▶ What the task asks:
Narrow the data below down to the lines containing "over".

▶ Data under study:
- - - - - - -

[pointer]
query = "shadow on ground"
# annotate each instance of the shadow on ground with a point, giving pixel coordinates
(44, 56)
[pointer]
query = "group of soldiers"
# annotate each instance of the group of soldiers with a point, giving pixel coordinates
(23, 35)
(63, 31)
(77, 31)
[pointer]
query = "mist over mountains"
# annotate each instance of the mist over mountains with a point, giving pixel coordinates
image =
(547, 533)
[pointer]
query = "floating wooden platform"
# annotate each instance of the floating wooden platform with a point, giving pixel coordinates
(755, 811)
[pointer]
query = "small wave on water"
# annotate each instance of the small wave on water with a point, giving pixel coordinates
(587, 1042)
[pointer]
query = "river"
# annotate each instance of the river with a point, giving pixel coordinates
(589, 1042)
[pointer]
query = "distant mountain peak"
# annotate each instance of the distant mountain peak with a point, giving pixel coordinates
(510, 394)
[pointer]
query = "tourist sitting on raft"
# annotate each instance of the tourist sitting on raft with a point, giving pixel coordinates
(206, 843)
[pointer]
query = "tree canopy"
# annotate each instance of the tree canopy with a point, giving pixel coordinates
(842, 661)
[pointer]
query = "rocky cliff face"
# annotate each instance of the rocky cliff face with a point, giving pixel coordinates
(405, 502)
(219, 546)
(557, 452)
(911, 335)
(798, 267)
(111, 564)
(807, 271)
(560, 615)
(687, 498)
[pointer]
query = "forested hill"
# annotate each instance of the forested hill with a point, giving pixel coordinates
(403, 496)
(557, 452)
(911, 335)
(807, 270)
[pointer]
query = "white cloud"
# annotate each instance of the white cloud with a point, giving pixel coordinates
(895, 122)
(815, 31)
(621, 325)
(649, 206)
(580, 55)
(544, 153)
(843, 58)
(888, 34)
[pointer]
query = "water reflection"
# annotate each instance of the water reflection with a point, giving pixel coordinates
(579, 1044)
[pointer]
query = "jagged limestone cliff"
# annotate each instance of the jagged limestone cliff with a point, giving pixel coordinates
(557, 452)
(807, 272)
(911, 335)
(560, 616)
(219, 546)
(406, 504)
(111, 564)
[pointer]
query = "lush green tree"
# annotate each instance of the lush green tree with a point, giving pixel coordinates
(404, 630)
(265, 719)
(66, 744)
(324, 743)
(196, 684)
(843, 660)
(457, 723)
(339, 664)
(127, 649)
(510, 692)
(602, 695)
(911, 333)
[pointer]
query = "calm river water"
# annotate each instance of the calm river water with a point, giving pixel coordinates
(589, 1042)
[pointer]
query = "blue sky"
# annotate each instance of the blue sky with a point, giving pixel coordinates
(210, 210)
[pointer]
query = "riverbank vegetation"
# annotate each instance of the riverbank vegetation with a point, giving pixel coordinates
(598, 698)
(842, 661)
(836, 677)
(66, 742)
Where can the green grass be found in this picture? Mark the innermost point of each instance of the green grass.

- - - - - - -

▶ Result:
query = "mist over mountains"
# annotate each instance of the mist over mountains with a point, giving pixel coordinates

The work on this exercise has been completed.